- Directions: Your job with the data below is to output exactly the lines from the one holding "[[995, 240], [209, 439], [991, 63], [936, 198]]" down to the one holding "[[348, 177], [25, 408], [484, 55]]", both included, and no others.

- Dataset content:
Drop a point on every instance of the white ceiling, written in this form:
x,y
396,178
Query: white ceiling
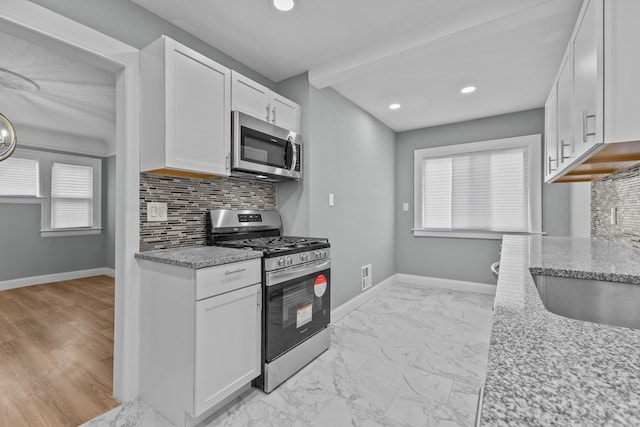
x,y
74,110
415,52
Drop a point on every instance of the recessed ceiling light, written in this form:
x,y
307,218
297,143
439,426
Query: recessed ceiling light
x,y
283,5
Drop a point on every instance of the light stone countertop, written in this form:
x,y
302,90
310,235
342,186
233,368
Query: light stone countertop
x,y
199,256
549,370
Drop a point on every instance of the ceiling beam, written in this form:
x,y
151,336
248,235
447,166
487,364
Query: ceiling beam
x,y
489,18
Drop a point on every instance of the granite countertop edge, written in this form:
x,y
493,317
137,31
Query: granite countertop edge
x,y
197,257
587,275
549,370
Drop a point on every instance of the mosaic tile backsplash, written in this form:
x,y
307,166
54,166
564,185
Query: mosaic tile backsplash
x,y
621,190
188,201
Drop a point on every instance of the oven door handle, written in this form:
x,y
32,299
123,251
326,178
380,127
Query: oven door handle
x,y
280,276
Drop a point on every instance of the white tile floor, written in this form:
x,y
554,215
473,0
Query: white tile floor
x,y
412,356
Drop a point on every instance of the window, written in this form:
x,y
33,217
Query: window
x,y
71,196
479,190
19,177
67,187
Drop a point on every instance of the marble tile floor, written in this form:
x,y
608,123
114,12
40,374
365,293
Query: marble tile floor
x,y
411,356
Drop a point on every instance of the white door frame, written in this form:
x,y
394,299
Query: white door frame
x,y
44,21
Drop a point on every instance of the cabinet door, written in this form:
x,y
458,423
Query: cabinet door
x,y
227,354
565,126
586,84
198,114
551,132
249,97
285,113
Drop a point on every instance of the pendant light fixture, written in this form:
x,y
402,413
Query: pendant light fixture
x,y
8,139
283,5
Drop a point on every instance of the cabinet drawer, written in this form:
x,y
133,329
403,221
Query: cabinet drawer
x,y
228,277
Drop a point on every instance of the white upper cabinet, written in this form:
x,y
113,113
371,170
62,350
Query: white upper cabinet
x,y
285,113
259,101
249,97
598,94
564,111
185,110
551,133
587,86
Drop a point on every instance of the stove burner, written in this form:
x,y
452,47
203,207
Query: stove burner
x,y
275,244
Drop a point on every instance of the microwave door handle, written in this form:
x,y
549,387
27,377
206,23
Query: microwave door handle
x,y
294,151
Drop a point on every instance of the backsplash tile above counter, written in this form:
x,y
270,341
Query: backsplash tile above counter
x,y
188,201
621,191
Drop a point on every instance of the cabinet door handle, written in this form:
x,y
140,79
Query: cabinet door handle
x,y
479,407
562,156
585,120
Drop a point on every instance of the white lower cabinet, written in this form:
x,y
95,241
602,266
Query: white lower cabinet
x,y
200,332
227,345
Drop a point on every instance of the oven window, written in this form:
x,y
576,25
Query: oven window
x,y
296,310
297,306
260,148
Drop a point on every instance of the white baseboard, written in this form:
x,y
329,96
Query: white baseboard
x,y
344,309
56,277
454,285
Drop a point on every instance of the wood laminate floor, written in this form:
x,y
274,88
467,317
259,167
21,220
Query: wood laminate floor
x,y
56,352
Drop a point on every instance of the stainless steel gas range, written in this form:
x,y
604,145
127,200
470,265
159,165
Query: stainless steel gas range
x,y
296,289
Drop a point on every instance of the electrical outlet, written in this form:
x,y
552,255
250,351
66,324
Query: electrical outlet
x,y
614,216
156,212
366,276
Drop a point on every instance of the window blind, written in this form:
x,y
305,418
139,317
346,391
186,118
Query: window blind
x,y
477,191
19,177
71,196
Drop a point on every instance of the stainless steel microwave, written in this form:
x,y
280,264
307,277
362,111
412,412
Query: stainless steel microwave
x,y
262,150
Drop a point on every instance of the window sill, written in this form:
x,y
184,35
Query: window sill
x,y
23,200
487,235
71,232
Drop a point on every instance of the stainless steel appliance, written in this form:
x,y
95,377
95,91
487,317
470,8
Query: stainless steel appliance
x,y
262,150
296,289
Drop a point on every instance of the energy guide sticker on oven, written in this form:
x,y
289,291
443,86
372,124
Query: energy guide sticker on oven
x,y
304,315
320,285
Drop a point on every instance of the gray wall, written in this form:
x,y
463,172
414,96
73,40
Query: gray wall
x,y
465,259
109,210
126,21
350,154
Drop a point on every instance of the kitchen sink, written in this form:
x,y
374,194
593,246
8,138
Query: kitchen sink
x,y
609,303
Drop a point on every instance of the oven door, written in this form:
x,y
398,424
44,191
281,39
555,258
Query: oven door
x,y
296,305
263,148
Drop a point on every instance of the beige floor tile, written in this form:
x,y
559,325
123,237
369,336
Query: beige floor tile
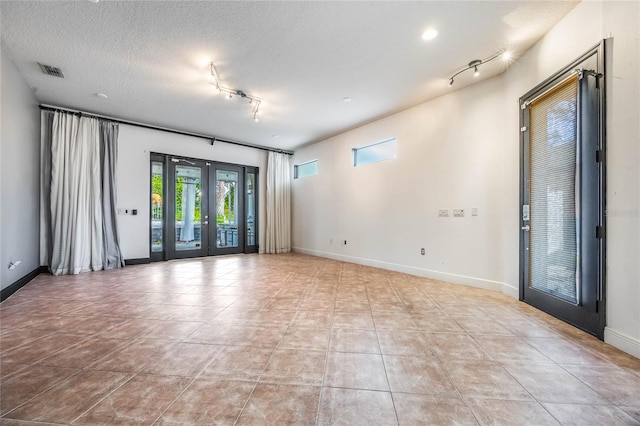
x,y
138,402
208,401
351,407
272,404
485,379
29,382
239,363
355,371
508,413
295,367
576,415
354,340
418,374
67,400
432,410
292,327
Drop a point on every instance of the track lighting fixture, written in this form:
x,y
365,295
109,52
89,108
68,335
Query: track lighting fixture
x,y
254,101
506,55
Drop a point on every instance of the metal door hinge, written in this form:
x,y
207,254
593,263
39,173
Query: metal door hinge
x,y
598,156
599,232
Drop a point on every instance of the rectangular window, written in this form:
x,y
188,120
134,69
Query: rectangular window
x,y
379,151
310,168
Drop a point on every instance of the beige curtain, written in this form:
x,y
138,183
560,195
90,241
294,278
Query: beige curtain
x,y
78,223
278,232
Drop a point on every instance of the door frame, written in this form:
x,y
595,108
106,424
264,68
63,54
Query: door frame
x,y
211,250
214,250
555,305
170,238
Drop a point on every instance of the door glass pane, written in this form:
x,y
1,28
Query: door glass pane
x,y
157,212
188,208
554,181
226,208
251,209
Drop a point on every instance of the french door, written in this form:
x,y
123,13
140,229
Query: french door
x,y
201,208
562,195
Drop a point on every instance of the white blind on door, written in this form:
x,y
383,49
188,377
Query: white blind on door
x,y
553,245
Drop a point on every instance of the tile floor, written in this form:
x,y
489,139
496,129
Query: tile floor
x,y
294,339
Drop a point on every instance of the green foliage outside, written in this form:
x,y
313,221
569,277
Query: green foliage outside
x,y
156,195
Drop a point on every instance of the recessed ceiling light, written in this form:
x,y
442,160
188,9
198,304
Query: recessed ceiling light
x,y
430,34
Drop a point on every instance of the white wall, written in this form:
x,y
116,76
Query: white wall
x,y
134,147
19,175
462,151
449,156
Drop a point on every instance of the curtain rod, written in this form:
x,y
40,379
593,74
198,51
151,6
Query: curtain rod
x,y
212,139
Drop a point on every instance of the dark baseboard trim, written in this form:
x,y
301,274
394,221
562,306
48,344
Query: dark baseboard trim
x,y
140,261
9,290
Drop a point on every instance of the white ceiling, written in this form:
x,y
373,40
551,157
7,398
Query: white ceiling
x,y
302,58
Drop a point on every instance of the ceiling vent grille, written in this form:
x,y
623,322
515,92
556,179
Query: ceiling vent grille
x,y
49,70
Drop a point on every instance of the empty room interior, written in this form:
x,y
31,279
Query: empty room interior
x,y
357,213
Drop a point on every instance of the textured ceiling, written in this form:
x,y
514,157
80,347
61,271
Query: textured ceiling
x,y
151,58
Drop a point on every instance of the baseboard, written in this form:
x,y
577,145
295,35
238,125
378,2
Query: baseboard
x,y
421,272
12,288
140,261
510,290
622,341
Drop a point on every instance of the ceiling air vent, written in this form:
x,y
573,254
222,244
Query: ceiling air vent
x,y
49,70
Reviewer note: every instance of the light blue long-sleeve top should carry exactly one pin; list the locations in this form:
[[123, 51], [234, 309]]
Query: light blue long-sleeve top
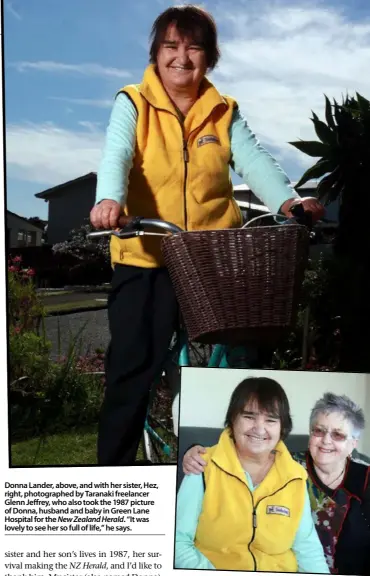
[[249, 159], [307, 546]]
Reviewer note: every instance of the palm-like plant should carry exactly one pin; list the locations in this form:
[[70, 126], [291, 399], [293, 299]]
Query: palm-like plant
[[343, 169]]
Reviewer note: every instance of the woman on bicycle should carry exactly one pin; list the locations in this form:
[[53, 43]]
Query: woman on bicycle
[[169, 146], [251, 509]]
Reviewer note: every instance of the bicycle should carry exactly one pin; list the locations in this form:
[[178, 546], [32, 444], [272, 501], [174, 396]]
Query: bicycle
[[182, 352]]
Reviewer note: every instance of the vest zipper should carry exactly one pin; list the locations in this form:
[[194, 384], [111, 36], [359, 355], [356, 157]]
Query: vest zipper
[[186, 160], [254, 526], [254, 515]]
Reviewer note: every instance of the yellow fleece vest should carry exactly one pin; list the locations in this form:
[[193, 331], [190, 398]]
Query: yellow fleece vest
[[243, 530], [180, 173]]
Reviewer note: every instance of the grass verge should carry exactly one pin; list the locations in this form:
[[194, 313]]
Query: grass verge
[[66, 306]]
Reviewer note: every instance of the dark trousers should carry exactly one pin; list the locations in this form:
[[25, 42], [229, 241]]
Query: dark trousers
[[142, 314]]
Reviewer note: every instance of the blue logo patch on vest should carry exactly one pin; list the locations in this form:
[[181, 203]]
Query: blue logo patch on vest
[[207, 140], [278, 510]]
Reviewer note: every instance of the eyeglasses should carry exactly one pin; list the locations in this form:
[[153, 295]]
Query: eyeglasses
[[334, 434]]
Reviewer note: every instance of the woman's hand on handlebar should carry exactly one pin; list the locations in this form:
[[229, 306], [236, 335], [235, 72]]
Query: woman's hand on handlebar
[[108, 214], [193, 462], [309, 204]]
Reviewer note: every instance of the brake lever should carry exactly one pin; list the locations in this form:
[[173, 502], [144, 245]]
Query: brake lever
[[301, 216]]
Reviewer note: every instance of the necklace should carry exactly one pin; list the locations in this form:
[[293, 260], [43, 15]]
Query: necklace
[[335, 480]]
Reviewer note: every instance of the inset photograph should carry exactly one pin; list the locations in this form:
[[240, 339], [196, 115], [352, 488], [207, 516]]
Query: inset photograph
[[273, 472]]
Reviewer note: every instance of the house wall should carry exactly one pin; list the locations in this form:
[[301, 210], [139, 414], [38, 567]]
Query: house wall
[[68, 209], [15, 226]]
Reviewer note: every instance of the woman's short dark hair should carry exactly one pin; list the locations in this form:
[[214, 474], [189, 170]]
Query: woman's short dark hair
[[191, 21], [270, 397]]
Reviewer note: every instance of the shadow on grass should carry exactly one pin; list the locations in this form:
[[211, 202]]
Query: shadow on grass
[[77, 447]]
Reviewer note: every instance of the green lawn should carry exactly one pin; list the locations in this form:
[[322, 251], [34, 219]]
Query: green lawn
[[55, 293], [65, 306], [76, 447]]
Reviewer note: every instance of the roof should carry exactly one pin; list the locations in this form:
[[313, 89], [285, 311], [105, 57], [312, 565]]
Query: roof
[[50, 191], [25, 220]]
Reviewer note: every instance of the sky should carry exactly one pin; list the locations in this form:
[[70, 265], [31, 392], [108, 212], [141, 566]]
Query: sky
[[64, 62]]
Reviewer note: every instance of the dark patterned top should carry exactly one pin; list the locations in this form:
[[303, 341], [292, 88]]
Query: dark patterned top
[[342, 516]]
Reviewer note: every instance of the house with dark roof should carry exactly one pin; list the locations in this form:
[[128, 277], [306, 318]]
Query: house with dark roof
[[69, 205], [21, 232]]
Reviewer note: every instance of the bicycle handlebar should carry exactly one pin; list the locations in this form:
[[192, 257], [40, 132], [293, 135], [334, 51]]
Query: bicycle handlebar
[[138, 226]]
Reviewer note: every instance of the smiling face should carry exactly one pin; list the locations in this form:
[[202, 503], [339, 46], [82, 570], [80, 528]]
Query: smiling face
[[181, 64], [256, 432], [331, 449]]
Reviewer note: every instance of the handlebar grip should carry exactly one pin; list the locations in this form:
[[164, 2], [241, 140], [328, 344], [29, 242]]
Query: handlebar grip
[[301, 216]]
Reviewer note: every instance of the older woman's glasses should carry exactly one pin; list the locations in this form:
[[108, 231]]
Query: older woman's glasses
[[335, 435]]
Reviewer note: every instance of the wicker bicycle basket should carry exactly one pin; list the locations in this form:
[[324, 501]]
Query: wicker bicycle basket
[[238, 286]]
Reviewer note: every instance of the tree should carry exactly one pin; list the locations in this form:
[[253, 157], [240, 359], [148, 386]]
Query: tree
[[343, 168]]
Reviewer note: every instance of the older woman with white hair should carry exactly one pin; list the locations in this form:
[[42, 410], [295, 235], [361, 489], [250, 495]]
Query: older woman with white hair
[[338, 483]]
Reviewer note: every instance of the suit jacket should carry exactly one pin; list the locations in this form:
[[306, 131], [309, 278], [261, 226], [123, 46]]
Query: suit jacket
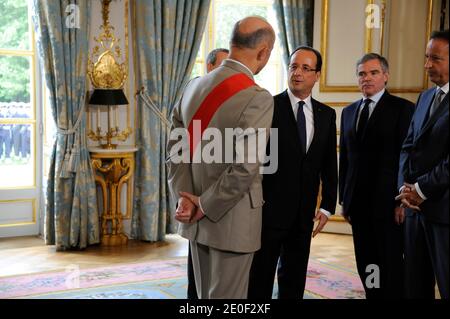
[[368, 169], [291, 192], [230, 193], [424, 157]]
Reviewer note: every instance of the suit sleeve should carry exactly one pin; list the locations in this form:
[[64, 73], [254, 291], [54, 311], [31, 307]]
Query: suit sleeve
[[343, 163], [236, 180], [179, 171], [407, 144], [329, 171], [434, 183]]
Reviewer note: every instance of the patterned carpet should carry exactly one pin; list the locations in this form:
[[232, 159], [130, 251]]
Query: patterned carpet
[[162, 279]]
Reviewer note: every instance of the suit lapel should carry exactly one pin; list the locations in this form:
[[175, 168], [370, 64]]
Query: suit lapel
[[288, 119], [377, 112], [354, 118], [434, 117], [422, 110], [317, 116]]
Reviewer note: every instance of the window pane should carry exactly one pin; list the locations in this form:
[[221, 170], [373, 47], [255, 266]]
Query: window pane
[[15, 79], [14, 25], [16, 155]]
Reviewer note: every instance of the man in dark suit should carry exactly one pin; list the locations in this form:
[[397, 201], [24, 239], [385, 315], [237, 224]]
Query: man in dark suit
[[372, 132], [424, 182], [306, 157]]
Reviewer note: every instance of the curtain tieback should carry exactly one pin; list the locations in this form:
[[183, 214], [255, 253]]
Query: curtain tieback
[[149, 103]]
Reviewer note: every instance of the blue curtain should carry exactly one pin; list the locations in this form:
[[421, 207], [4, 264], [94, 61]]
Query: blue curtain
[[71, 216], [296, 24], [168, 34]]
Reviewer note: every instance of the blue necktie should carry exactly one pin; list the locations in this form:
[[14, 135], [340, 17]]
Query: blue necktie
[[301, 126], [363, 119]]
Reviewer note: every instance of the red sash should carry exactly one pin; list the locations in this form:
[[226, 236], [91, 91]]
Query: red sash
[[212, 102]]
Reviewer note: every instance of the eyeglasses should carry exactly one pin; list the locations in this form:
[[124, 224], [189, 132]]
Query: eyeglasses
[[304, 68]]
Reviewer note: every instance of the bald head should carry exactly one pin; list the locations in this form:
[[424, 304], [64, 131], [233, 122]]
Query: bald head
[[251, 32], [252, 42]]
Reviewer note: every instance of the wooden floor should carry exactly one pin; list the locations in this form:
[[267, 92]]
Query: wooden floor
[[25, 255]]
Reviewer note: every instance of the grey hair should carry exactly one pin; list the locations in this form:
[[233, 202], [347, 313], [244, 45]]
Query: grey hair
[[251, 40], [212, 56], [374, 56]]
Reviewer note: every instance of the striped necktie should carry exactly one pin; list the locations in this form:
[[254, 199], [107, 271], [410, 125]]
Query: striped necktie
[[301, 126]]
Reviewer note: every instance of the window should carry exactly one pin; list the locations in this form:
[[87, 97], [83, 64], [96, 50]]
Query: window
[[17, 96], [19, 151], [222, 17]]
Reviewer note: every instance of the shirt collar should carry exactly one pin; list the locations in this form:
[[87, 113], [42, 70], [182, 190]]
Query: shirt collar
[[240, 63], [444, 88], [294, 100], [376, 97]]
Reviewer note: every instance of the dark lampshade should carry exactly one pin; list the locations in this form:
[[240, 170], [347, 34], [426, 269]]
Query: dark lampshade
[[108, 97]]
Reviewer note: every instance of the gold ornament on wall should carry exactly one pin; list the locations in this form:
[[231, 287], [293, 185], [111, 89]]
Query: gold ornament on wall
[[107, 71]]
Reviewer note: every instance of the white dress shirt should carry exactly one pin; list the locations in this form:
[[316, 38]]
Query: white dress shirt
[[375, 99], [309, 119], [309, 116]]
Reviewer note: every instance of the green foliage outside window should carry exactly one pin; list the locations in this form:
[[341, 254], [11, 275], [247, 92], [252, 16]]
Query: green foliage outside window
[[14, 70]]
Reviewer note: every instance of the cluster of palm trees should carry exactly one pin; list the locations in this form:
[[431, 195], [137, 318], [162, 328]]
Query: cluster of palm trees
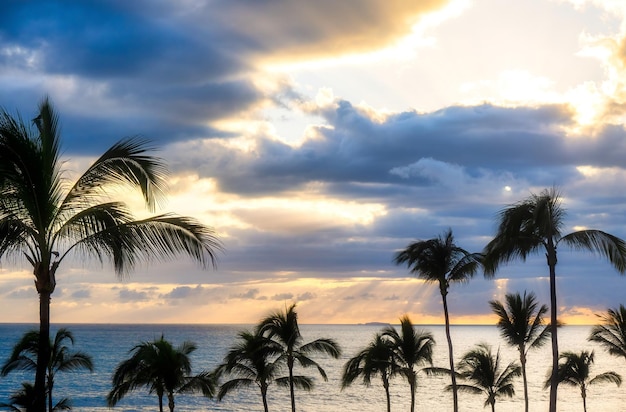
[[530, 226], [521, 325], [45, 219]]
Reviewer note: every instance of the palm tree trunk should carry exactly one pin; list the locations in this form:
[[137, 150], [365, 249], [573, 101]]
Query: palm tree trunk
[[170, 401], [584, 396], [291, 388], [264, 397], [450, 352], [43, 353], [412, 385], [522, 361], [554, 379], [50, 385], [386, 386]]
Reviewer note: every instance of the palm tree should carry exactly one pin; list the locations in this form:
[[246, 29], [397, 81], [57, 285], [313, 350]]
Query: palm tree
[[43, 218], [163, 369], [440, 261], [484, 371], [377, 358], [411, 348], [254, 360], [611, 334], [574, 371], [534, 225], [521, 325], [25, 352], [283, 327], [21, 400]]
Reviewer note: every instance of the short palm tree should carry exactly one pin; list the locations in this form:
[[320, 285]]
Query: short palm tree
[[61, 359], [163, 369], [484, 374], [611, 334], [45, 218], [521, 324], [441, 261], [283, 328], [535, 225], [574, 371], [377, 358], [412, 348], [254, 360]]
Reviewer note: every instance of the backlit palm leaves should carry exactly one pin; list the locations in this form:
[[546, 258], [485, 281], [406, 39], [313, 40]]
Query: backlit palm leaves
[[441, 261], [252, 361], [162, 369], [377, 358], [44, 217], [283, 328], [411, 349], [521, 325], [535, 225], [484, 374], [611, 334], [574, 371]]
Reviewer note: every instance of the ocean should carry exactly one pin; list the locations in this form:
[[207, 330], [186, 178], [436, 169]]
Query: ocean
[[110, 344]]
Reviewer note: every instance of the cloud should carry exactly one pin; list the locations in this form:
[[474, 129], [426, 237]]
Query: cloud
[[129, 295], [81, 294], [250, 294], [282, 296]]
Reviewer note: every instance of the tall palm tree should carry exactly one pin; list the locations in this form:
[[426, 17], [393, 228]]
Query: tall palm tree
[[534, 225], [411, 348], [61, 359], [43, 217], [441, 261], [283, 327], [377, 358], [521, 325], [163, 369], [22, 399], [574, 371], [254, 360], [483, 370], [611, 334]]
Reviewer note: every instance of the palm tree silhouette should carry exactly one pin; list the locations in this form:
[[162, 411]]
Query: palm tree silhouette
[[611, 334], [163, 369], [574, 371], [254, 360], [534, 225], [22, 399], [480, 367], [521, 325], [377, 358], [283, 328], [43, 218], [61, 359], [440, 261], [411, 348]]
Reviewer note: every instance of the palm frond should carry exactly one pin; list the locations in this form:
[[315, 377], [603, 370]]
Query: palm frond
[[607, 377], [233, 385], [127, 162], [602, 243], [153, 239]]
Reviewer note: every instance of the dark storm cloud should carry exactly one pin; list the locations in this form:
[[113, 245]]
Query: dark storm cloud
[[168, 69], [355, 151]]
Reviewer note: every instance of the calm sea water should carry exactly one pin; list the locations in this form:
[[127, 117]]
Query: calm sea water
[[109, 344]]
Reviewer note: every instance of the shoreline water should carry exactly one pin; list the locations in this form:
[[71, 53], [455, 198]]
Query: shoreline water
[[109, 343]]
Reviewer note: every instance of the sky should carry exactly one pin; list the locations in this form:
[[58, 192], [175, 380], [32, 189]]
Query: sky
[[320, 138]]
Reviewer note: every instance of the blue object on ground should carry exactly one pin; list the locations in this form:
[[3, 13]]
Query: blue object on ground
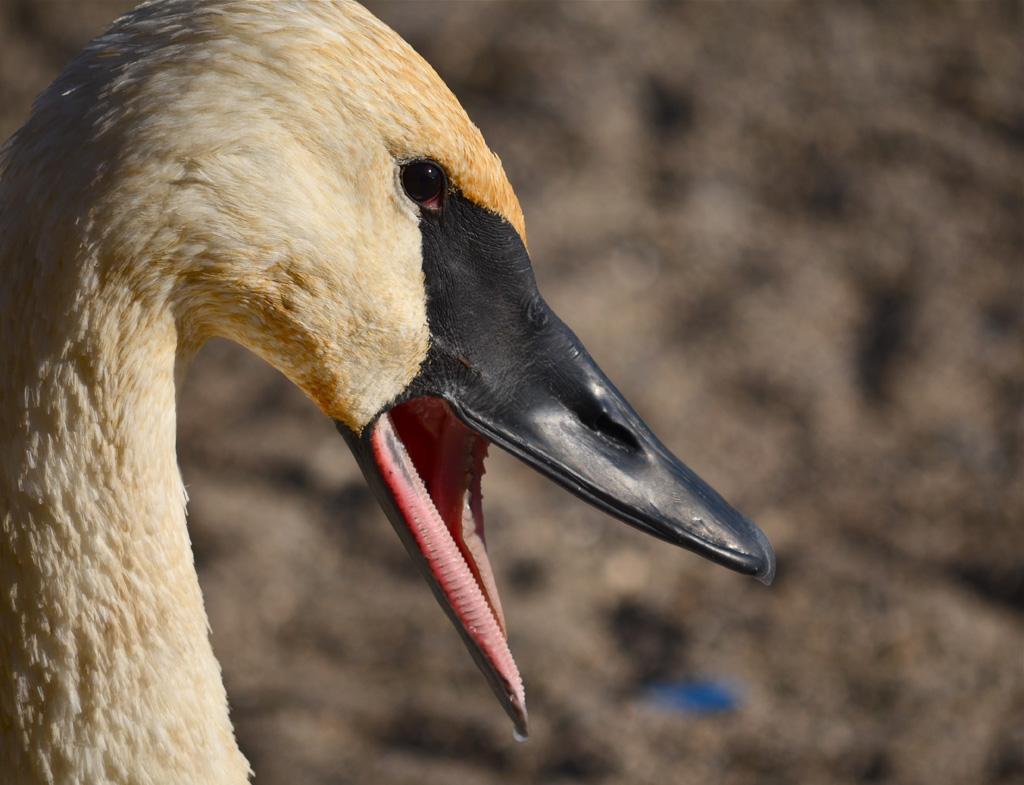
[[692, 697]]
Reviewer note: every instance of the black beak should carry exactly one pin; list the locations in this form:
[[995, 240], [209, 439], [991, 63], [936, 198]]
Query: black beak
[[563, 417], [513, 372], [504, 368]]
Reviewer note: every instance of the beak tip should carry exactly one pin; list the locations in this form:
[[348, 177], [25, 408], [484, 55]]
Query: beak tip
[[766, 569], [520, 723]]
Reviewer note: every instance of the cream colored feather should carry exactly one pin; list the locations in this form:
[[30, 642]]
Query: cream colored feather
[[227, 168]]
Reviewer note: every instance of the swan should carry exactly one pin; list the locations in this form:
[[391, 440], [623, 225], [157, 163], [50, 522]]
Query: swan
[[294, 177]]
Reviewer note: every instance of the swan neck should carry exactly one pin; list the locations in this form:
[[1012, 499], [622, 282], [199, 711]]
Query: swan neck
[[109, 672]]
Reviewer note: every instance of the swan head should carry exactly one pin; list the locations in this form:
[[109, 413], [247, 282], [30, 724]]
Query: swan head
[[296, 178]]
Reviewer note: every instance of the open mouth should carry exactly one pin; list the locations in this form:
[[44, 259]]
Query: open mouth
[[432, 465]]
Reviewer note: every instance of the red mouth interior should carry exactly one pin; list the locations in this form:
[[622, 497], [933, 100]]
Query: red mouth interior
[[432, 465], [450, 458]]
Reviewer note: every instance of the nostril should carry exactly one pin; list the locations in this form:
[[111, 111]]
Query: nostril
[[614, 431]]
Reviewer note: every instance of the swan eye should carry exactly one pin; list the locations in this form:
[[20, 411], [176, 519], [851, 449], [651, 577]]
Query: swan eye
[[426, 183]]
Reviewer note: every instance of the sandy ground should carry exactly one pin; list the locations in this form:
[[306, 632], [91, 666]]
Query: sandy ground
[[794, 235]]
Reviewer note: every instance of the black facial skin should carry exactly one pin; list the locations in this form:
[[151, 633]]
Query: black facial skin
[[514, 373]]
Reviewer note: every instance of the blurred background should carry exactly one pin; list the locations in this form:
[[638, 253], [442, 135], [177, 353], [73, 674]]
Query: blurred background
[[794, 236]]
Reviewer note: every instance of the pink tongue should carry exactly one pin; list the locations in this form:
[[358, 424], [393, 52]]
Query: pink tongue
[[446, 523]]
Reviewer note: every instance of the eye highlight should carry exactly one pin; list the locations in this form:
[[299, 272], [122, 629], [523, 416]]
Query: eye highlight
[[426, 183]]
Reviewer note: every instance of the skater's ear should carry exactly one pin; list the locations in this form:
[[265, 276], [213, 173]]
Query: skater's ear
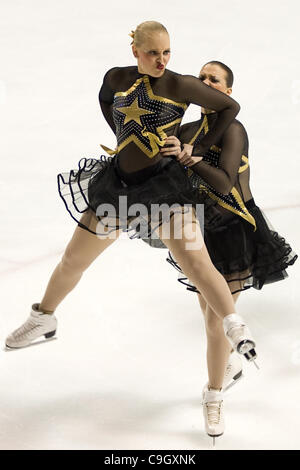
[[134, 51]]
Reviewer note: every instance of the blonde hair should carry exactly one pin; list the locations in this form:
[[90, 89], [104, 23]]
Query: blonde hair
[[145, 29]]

- Response to the exercise:
[[995, 240], [209, 439], [991, 63], [936, 198]]
Query: black beak
[[563, 417], [513, 372], [504, 368]]
Reviewer note: every instance of the beak tip should carry exactly one pin; list the locations in this form:
[[348, 177], [25, 408], [484, 55]]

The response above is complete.